### Image box annotation records
▼▼▼

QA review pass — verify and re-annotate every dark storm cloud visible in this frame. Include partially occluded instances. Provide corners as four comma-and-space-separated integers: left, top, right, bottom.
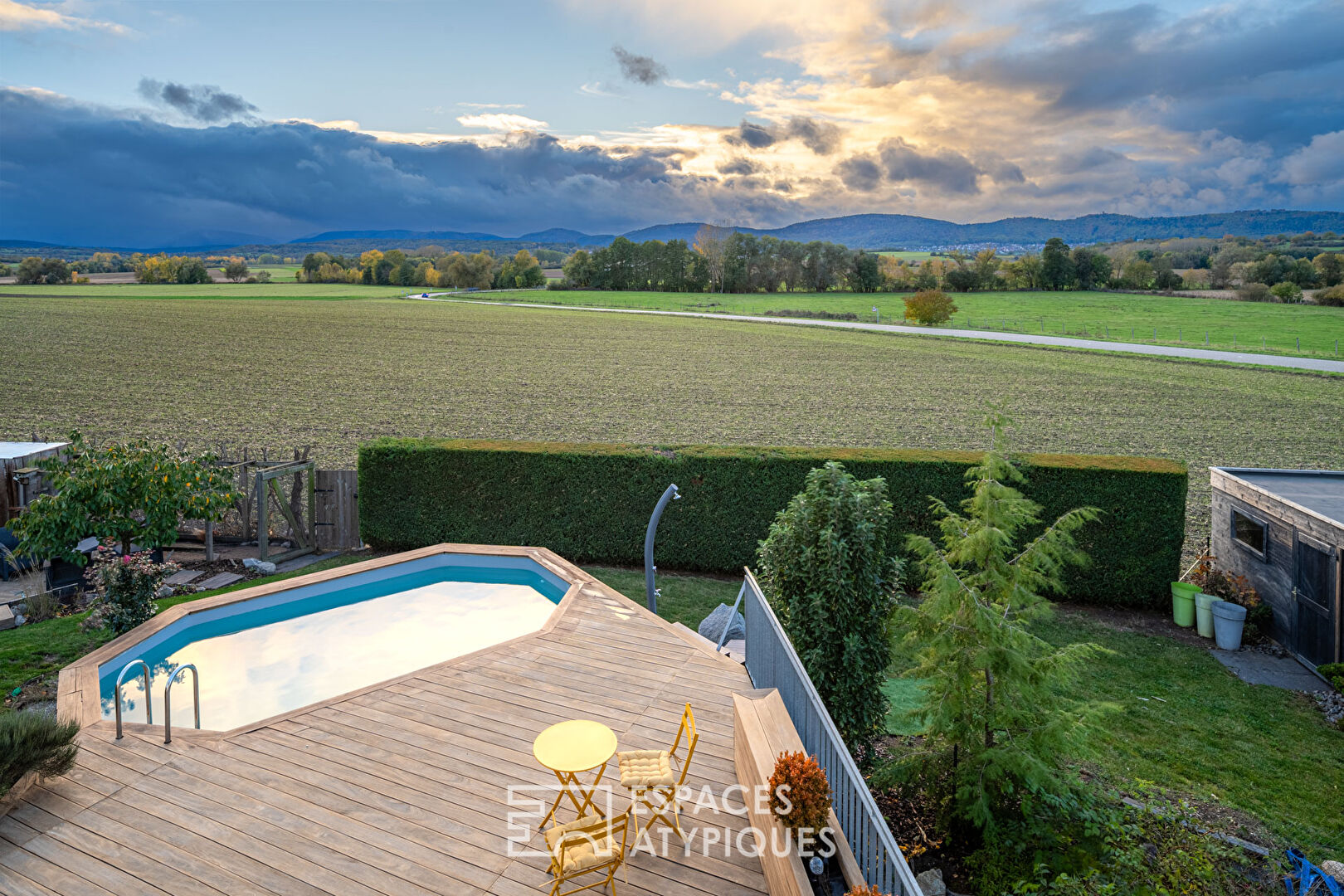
0, 89, 796, 246
723, 115, 840, 156
611, 46, 668, 86
139, 78, 256, 125
878, 137, 983, 193
836, 156, 882, 193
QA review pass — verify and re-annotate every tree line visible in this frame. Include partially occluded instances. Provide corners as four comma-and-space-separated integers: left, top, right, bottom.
295, 246, 546, 289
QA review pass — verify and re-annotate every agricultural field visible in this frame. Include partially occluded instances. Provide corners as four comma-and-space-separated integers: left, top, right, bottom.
483, 290, 1344, 358
0, 294, 1344, 564
0, 282, 406, 301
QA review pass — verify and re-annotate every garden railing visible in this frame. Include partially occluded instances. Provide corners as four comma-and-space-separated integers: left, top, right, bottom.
738, 570, 923, 896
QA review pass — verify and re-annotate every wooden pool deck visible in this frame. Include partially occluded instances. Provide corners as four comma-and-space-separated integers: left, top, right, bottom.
0, 564, 769, 896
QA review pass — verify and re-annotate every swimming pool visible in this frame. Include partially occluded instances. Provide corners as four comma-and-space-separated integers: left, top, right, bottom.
98, 552, 570, 731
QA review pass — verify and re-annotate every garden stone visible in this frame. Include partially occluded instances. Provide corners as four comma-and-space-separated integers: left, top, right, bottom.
915, 868, 947, 896
696, 603, 747, 644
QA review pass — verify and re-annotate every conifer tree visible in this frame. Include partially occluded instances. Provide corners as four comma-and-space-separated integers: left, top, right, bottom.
900, 411, 1103, 827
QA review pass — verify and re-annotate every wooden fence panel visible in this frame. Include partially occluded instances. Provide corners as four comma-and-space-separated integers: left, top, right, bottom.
313, 470, 363, 551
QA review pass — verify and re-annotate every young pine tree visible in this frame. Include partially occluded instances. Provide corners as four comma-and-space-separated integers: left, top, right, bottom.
900, 414, 1103, 827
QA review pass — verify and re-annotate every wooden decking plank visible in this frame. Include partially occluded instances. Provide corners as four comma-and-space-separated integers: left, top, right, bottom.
7, 582, 766, 896
163, 753, 505, 892
0, 864, 59, 896
212, 744, 504, 865
130, 764, 441, 896
70, 803, 271, 896
47, 811, 231, 896
89, 787, 324, 896
110, 781, 384, 896
0, 825, 164, 896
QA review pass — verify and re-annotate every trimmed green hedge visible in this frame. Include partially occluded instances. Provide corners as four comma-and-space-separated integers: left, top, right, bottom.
359, 438, 1188, 607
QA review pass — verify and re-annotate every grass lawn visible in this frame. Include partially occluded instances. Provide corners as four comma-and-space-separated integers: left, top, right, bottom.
0, 556, 367, 712
887, 608, 1344, 859
479, 290, 1344, 358
586, 567, 742, 631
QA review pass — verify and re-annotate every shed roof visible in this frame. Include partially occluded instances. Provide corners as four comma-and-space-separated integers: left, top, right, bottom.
1218, 466, 1344, 527
0, 442, 66, 460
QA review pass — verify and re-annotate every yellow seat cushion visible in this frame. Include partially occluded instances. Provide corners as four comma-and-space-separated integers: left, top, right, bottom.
616, 750, 676, 790
546, 816, 621, 874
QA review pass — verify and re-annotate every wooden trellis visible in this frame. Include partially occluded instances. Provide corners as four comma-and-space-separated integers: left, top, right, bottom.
253, 460, 317, 562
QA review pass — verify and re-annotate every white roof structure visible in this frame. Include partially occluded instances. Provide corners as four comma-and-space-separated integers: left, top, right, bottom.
0, 442, 69, 460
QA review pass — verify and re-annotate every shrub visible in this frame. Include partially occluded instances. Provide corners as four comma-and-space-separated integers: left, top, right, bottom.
85, 545, 178, 634
899, 414, 1103, 827
1269, 280, 1303, 304
758, 460, 900, 762
1316, 286, 1344, 308
1190, 553, 1274, 644
770, 752, 830, 835
906, 289, 957, 326
359, 438, 1188, 608
0, 712, 80, 796
11, 431, 236, 566
1316, 662, 1344, 698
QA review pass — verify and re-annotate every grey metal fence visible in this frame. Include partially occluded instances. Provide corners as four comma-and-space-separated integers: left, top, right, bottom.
739, 570, 923, 896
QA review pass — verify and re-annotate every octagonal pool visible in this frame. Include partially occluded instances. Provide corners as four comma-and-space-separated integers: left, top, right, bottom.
98, 552, 570, 731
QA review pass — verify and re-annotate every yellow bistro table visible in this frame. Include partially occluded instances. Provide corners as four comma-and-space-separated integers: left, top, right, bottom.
533, 718, 616, 827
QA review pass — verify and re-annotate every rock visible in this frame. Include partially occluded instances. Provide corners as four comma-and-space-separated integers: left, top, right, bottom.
696, 603, 747, 644
915, 868, 947, 896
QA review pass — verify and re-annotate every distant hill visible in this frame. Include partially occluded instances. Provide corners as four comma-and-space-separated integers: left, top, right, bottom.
0, 210, 1344, 256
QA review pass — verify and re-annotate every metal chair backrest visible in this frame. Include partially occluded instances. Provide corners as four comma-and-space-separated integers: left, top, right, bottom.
668, 704, 700, 787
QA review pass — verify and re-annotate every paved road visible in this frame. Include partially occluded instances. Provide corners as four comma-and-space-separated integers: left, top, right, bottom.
407, 293, 1344, 373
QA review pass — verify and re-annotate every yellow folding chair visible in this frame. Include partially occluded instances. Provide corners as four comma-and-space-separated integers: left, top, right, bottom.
546, 809, 631, 896
616, 704, 700, 842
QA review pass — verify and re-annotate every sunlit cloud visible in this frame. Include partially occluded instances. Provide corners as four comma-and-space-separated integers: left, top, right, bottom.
457, 111, 550, 130
0, 0, 130, 35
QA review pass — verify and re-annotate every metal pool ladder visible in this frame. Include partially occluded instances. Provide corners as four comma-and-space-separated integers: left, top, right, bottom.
117, 660, 154, 740
117, 660, 200, 744
164, 662, 200, 744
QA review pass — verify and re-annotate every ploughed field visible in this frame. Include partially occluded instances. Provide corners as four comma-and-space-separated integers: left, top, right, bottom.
0, 290, 1344, 553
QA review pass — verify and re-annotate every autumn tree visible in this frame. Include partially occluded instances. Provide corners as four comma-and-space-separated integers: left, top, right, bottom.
692, 224, 728, 293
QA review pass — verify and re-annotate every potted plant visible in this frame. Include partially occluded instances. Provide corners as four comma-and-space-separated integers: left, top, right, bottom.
770, 752, 830, 855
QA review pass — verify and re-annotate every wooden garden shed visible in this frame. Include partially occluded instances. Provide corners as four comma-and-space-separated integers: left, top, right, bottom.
1210, 466, 1344, 668
0, 442, 66, 527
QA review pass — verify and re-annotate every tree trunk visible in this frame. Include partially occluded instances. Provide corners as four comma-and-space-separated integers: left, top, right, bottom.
985, 666, 995, 750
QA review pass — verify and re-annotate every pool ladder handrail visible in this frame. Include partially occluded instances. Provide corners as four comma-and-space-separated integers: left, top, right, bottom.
117, 660, 154, 740
164, 662, 200, 744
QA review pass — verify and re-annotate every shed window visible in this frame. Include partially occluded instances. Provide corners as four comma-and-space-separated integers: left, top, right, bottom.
1233, 510, 1269, 560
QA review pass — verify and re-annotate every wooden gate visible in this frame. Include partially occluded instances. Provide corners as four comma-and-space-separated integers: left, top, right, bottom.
313, 470, 364, 551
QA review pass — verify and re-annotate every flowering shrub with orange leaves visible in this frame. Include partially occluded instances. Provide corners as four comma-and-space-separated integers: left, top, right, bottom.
844, 884, 891, 896
770, 752, 830, 831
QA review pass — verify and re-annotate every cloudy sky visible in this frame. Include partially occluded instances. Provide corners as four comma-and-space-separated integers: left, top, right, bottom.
0, 0, 1344, 246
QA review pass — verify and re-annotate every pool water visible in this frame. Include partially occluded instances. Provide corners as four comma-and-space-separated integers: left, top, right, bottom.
98, 555, 567, 731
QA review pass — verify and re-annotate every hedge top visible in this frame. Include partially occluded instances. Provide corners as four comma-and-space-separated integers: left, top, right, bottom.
363, 436, 1186, 475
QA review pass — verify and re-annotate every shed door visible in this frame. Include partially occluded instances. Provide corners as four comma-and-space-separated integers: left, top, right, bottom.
1293, 536, 1336, 666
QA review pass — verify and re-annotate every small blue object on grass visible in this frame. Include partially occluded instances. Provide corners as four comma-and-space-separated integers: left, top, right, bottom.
1283, 849, 1344, 896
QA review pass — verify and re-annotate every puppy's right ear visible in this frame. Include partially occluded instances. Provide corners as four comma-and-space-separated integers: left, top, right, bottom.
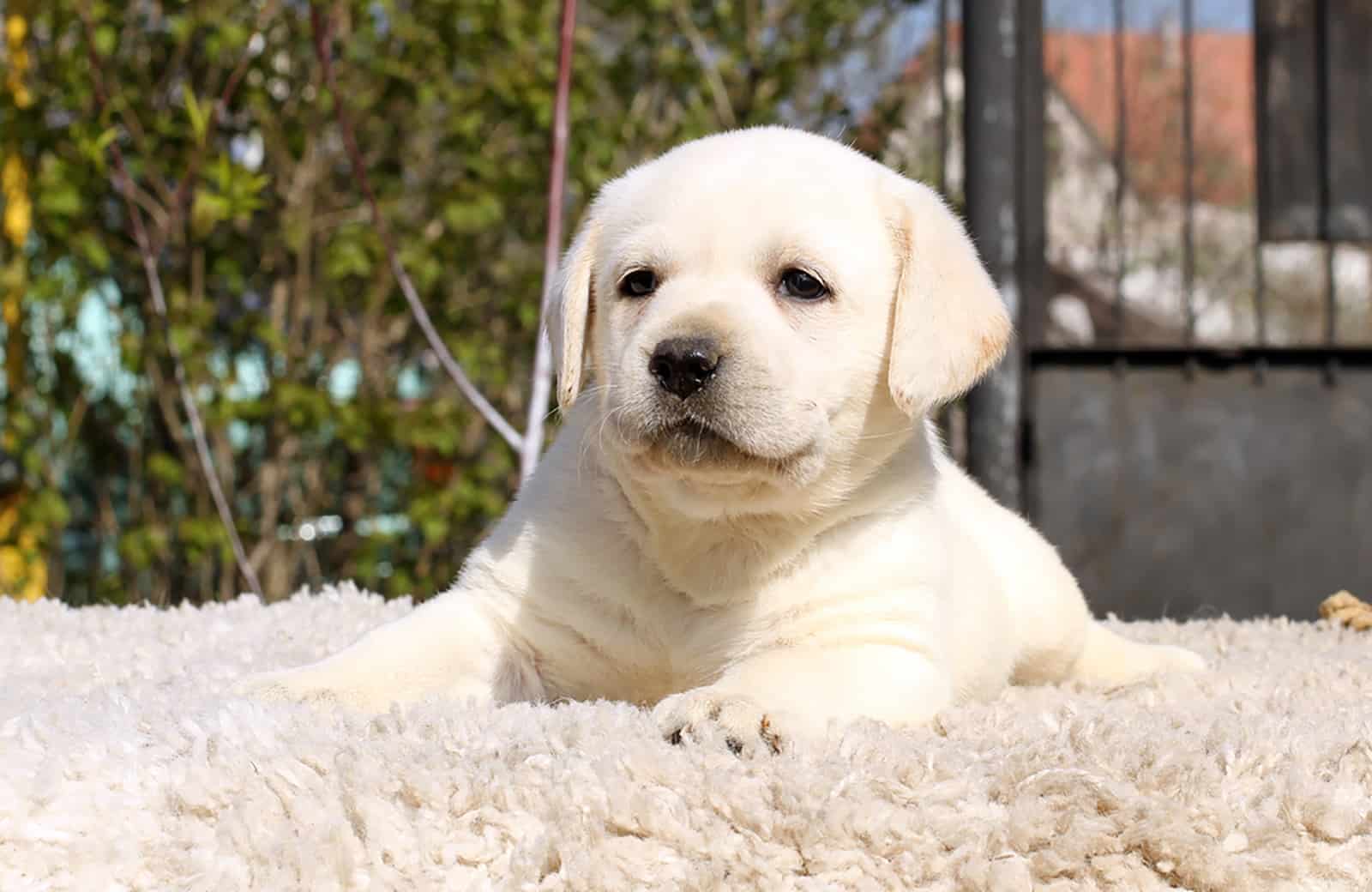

▲▲▲

### Exercise
Copy out the lines word for word, starting with the line that contains "QA review pass — verify and re-annotate every shrub" and going on through the line that contains "739, 570, 923, 896".

### Expected answer
QA review pass — verify and re-annotate every shrub visible in this frame. Include partially occluded instances. Provide corners as four comma-and-space-separated integers: left, top, right, bottom.
85, 545, 178, 634
899, 414, 1103, 827
1269, 280, 1303, 304
758, 460, 900, 762
1316, 286, 1344, 308
1190, 553, 1274, 644
770, 752, 830, 835
906, 289, 957, 326
359, 438, 1188, 608
0, 712, 80, 796
11, 431, 236, 566
1316, 662, 1344, 698
QA review pass — verify and re-annotate every grey metal fence visible in this frame. Include partially occluded instances. Provide corners as four comma-and-space-separated integers: left, top, right, bottom.
739, 570, 923, 896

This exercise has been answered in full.